━━━━━ RECORDS TO USE

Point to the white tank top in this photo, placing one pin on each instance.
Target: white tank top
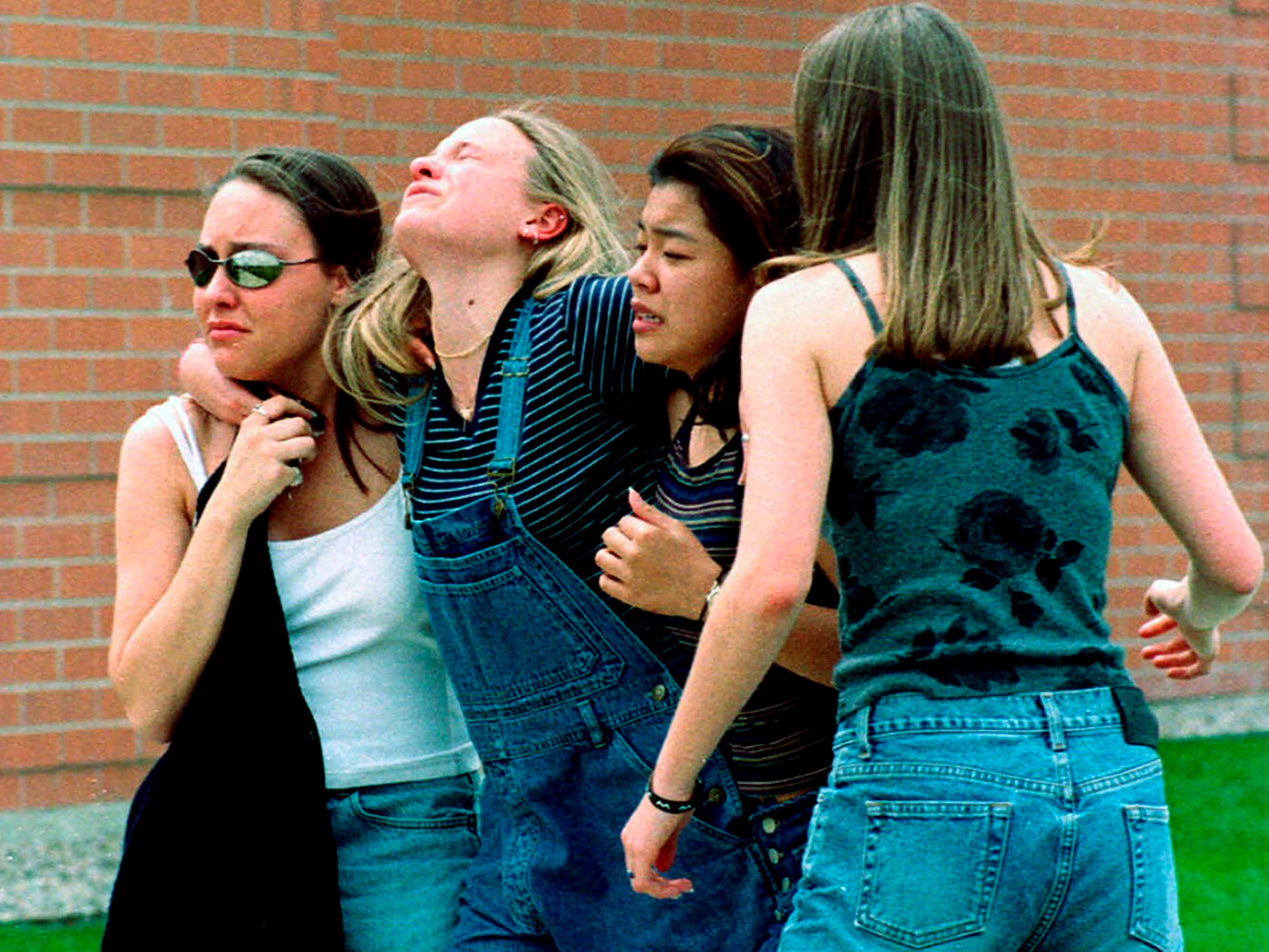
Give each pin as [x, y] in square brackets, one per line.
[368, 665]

━━━━━━━━━━
━━━━━ RECORDS TO USE

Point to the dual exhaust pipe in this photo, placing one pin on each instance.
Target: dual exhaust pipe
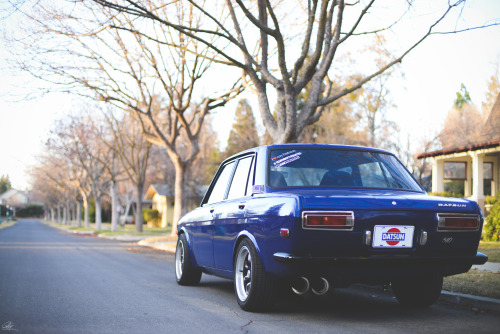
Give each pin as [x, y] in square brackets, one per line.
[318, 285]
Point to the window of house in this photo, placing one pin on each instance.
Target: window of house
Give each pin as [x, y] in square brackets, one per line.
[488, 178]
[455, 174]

━━━━━━━━━━
━━━━━ RECORDS TO USE

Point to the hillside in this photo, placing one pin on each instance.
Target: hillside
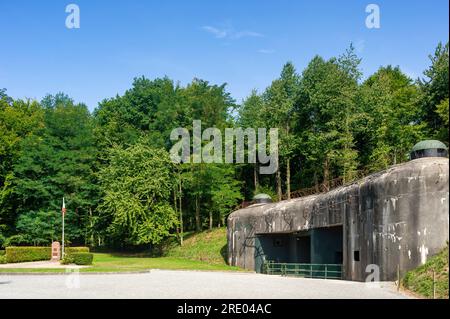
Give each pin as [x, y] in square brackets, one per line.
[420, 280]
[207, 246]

━━━━━━━━━━

Please return every line in the rows above that contains the string "pipe". Case counts.

Point to the dual exhaust pipe in this photo, placing one pin on each instance.
Target: dual exhaust pipe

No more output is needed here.